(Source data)
******************************

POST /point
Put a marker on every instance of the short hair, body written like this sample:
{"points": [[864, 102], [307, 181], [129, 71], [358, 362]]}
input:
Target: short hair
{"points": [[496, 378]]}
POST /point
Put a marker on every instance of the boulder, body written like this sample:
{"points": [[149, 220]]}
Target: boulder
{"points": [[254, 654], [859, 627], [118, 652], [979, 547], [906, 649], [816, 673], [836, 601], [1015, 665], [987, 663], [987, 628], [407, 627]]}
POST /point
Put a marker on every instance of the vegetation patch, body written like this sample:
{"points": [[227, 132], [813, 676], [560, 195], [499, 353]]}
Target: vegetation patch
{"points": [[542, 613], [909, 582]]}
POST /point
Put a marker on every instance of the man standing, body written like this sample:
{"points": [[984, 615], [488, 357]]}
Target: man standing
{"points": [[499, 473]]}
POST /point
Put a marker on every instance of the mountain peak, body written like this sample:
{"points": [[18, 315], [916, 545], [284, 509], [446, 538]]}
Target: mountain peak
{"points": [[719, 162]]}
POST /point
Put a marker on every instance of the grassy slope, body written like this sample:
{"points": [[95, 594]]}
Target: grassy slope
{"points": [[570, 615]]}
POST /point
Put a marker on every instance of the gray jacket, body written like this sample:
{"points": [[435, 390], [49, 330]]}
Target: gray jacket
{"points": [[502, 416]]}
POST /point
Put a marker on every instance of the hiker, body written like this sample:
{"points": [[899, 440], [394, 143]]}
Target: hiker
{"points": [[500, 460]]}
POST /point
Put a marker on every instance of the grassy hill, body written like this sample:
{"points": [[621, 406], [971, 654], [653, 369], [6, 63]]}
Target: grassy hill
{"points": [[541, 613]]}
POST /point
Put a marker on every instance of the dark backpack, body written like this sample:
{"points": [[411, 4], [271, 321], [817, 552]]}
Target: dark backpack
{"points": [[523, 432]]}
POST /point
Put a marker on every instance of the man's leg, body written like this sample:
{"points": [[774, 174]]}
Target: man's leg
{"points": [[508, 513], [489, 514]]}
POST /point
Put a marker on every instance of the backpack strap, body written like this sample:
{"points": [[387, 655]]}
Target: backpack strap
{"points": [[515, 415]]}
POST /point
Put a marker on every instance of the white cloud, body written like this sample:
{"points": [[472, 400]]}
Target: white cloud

******************************

### [To do]
Copy out each line in the entries that contains the word "gray".

### [Task result]
Put a marker on every instance of the gray jacket, body written like this sample:
Target: gray jacket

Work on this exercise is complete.